## WORK REQUEST
Beginning at the top of the data below, write out every line exactly until you reach the line with "written like (1368,90).", and include that line.

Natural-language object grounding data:
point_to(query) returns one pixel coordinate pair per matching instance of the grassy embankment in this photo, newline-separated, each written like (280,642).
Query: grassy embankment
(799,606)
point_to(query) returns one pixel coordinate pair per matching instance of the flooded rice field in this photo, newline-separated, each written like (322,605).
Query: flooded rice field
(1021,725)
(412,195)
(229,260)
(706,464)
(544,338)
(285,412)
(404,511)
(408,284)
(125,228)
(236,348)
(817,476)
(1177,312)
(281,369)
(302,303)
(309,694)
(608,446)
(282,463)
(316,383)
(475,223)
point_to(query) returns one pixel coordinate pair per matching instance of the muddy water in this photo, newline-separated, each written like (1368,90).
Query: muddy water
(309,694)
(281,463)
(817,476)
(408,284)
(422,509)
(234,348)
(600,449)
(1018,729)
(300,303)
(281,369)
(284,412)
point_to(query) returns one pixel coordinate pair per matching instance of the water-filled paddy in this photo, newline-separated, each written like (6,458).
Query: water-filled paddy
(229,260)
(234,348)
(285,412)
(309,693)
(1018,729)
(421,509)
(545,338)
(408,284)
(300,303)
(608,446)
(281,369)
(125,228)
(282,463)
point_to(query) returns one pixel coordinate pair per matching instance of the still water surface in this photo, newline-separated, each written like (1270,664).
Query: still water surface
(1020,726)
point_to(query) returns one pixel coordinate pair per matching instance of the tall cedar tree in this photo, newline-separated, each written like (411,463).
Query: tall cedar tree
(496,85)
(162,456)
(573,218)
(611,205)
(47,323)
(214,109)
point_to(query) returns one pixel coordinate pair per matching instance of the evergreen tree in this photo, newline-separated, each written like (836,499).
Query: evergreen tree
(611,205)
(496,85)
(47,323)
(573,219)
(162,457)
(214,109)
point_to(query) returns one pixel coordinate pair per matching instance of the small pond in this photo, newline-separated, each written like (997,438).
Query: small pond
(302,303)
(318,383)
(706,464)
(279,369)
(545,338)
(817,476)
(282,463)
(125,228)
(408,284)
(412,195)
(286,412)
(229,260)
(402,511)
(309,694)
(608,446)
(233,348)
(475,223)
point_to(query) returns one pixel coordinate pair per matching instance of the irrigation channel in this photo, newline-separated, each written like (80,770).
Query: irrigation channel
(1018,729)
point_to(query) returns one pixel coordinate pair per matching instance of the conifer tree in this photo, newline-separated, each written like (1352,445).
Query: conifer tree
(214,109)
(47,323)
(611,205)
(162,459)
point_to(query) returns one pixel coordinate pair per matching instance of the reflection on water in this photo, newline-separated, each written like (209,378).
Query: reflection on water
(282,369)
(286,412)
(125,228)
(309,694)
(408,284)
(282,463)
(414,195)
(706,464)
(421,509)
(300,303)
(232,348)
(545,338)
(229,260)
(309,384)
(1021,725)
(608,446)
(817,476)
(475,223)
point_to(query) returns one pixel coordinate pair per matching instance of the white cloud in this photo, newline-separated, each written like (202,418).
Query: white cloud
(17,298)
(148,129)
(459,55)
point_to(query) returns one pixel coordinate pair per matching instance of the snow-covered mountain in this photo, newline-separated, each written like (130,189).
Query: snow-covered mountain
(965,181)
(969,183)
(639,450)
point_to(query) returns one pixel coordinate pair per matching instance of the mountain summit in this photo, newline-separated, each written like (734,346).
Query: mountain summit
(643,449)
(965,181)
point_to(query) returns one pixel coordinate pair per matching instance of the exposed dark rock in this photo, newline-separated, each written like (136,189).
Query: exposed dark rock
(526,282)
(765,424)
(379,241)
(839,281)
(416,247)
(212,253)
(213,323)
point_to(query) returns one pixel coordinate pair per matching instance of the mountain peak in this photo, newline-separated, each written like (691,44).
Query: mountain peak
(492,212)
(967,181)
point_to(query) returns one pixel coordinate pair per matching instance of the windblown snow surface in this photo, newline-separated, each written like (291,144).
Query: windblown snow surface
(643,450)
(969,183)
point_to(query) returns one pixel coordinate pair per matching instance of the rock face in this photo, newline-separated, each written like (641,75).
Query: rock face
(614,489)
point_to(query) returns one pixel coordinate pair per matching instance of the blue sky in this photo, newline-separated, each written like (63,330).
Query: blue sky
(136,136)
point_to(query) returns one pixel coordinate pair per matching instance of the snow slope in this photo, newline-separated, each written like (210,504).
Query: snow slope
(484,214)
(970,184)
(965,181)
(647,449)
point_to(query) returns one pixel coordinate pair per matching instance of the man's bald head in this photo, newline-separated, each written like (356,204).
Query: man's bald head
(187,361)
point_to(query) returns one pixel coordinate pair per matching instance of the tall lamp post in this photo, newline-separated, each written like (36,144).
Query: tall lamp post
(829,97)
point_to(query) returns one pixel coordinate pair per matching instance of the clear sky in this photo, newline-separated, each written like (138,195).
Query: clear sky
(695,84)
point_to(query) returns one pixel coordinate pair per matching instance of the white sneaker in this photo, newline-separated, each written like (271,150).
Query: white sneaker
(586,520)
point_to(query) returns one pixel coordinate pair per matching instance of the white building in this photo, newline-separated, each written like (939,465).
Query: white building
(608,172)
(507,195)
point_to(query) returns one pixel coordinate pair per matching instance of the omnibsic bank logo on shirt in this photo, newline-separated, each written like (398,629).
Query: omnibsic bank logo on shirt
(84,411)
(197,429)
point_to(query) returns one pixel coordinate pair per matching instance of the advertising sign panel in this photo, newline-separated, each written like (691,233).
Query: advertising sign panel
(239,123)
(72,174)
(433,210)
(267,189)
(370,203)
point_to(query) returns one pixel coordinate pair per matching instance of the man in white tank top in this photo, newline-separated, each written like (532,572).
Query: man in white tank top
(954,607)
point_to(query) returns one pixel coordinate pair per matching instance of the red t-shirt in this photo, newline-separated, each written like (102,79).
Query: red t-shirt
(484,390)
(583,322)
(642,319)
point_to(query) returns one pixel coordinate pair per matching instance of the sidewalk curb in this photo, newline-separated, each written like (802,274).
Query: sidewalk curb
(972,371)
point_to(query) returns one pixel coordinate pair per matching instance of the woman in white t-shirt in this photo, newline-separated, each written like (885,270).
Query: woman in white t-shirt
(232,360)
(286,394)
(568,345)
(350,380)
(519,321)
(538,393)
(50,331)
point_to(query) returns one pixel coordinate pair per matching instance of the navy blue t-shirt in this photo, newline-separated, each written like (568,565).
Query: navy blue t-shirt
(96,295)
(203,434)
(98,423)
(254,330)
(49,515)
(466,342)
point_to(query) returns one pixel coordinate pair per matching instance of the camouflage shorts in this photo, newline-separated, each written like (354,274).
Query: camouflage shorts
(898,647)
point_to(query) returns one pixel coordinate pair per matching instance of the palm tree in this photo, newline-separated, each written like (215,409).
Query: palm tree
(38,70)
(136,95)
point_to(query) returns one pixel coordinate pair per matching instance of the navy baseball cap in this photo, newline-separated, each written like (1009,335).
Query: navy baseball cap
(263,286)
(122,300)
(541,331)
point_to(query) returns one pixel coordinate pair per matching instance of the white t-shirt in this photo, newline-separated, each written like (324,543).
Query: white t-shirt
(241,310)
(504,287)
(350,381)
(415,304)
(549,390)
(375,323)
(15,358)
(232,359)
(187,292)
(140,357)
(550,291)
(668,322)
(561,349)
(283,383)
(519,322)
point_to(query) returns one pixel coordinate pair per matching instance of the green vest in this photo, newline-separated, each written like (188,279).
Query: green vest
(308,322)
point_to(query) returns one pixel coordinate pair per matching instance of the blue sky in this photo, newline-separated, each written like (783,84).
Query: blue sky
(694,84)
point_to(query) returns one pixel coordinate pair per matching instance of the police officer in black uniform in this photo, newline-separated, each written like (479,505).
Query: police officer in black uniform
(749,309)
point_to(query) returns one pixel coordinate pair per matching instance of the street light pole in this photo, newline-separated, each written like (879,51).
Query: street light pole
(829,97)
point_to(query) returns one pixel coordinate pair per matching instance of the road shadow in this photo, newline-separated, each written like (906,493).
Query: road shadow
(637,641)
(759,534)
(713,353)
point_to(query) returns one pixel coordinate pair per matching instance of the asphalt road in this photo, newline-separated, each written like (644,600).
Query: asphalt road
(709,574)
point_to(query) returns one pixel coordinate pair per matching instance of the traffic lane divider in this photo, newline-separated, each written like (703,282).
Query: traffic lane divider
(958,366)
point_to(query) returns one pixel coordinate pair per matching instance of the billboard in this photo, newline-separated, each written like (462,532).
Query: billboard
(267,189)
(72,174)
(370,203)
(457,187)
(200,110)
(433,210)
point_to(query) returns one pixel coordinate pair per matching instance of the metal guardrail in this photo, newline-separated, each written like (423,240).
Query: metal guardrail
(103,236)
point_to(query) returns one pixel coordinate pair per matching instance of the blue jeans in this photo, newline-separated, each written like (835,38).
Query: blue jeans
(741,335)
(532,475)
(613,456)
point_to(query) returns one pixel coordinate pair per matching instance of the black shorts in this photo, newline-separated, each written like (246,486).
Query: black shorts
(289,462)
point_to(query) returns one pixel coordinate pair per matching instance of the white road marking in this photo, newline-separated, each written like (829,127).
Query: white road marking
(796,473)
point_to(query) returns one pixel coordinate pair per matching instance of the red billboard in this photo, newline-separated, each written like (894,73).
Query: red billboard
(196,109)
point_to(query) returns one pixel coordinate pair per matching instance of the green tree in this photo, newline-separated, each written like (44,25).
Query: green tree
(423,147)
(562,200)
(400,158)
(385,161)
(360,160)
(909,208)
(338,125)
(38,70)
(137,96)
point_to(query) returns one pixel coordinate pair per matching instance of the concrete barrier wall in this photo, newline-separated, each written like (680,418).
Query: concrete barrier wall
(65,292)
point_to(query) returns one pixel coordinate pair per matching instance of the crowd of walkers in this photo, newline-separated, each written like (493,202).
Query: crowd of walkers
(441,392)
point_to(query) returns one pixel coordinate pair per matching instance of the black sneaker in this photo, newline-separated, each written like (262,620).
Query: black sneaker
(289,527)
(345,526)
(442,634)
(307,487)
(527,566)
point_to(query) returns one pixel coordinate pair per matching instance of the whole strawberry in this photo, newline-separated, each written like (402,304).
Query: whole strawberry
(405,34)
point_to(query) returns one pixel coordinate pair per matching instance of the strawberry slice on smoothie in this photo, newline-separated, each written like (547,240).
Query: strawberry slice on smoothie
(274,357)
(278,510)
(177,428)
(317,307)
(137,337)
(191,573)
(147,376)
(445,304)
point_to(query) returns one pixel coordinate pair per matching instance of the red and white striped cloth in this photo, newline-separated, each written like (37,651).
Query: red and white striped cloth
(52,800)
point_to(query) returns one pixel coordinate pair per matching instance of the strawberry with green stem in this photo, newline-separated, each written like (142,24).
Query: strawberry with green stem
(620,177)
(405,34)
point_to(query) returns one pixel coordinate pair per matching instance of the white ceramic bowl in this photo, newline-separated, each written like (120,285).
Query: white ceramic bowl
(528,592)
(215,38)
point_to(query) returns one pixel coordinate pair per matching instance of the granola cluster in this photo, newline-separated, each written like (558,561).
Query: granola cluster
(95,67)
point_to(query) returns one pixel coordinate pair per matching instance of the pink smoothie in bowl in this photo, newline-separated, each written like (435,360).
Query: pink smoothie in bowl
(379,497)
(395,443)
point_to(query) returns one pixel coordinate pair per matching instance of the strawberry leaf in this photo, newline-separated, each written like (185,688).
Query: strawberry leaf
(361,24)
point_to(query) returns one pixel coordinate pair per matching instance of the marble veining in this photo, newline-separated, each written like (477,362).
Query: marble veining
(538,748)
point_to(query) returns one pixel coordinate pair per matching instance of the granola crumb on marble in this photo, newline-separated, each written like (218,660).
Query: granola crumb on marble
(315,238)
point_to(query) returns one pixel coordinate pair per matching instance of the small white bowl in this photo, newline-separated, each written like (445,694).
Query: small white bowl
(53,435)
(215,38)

## TASK RESPONSE
point_to(query) returns one pixel coordinate pair per matching instance of the grassy embankment in this photo, newline-separated, each written like (280,642).
Query: grassy embankment
(799,606)
point_to(query) returns one pixel coordinate pair per matching instance of the flooded rice field in this photo, newline-separated, each written like (322,605).
Query: flooded rice field
(1021,725)
(412,195)
(229,260)
(706,464)
(544,338)
(285,412)
(404,511)
(408,284)
(125,228)
(236,348)
(817,476)
(1177,312)
(281,369)
(302,303)
(309,694)
(608,446)
(282,463)
(316,383)
(475,223)
point_to(query) returns one pixel coordinate pair per matching instance of the muddy water in this photo, newline-separated, each written like (1368,90).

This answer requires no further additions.